- Assignment
Beginning with the line where "[indicate] white pickup" occurs, transcribe every line exactly through the last line of the listing below, and no others.
Input for this task section start
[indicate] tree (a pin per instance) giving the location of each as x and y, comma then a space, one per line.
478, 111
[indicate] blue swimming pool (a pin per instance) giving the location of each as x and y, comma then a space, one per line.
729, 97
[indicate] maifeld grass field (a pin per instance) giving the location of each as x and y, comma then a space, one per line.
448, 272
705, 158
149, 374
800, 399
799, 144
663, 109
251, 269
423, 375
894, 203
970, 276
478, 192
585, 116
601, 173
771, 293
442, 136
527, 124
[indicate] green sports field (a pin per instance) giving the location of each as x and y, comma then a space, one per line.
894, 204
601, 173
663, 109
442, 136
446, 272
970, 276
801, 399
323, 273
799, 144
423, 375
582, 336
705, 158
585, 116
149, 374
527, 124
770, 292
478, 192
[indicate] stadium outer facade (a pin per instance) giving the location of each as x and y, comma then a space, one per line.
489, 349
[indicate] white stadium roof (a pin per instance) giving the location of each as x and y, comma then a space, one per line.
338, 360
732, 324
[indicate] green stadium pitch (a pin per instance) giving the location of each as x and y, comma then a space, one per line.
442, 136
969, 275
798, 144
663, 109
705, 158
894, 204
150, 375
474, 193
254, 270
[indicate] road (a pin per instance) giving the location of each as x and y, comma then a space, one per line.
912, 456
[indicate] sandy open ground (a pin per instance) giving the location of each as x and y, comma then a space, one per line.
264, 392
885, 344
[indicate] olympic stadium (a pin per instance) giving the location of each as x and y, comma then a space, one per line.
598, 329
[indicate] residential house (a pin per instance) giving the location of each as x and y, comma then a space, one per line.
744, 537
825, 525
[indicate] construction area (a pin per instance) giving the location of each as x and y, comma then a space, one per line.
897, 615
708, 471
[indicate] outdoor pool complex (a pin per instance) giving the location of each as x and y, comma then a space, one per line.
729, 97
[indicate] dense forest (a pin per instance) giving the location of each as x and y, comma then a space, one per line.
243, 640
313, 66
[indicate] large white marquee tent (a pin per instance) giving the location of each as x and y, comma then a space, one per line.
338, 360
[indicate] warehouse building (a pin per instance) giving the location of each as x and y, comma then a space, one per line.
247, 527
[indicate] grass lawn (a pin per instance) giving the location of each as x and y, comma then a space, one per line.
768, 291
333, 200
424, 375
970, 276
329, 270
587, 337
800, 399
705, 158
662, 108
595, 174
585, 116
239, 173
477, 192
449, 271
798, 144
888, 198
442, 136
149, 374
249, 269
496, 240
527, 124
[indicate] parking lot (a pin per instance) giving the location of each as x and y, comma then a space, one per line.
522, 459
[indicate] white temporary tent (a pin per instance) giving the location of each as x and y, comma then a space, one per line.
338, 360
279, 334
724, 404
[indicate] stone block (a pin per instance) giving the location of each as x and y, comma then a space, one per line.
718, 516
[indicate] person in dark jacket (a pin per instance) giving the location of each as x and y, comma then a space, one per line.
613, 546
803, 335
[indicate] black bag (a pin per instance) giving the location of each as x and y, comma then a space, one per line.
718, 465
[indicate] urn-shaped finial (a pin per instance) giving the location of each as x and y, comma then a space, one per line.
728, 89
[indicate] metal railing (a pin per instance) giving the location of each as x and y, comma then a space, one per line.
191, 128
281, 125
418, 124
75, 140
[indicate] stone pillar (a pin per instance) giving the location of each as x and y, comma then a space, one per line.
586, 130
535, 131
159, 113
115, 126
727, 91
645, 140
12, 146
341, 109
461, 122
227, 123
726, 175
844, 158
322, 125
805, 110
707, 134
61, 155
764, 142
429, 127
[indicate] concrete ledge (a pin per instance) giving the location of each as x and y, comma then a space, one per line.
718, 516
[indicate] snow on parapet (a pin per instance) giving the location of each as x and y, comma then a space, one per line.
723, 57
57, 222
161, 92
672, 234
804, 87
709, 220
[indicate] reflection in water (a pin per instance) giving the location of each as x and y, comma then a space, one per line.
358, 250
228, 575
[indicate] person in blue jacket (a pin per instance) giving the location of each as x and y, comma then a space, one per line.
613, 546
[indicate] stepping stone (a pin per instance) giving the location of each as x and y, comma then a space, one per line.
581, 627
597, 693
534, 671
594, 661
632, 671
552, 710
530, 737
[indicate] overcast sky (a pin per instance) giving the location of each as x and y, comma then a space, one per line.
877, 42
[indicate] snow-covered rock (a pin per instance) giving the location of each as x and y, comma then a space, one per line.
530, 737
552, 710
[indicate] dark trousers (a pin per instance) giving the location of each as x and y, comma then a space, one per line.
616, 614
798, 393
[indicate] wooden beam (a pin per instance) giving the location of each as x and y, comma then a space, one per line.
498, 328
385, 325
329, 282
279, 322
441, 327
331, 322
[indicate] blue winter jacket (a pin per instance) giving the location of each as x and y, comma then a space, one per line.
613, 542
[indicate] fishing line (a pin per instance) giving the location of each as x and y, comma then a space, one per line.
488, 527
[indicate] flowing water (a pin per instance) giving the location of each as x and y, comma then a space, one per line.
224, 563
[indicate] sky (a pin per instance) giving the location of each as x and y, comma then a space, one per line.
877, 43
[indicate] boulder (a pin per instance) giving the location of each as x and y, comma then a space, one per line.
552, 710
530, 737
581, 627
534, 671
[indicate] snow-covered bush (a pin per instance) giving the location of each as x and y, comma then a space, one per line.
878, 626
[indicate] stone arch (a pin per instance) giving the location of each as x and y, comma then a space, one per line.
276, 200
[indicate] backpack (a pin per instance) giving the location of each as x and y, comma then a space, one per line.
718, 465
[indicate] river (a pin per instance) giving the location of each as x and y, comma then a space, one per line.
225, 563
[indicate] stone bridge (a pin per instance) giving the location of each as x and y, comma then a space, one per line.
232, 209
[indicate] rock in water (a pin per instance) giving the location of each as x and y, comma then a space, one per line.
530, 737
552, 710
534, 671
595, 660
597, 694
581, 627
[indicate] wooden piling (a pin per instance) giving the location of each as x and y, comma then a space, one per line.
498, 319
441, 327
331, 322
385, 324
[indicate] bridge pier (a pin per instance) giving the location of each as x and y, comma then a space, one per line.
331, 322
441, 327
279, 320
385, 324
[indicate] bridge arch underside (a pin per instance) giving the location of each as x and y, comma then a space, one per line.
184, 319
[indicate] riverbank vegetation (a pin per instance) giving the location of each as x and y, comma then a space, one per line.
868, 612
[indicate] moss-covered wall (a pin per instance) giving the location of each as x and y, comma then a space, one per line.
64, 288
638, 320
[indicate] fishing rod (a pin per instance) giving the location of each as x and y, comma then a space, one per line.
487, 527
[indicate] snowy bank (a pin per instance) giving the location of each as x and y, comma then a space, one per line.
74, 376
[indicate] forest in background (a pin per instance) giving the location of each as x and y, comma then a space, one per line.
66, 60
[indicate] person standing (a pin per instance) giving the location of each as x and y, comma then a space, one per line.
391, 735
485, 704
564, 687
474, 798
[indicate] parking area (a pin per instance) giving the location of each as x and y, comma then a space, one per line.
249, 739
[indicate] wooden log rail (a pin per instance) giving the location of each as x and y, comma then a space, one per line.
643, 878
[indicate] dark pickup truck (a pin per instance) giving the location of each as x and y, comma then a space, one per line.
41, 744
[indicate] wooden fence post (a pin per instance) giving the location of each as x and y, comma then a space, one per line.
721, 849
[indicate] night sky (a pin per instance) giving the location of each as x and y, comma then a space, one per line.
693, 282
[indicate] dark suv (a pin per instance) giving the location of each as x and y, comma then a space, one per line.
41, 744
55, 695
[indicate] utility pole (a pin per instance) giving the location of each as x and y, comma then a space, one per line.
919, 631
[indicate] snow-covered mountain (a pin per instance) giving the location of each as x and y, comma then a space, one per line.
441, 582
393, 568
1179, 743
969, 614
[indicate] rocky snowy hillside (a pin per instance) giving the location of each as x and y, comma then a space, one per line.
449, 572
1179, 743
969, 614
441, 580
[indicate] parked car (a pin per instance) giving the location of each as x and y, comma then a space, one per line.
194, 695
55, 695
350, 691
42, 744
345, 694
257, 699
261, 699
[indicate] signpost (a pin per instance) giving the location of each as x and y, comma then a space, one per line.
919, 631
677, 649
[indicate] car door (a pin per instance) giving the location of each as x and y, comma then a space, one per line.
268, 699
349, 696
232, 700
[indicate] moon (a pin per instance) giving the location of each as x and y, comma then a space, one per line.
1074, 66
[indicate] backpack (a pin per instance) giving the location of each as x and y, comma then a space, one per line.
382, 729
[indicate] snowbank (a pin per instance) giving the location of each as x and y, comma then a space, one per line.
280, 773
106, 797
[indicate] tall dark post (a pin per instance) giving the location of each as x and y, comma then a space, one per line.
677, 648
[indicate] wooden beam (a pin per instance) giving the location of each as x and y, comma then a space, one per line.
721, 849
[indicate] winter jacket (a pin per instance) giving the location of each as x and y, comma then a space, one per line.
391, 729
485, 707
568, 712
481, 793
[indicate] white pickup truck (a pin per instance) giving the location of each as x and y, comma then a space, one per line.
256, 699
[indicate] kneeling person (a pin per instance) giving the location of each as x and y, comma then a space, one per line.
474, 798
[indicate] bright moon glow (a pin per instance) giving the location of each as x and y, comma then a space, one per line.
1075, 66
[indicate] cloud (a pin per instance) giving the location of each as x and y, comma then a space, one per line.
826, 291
Input for this task section end
- Expected output
[indicate] white pickup truck (a pin per instance) giving the location of each as x and y, comma then a space, one per line.
256, 699
[indicate] kneeling person (a pin per instance) giving the location of each as x and y, comma then a space, one per line.
474, 798
[indicate] bright moon glow (a pin per instance) giving the location of each as x and y, comma then a space, one per line.
1075, 66
[indicate] cloud (a pin per instance) giving the location of each as x and y, comma then a space, one per line.
826, 291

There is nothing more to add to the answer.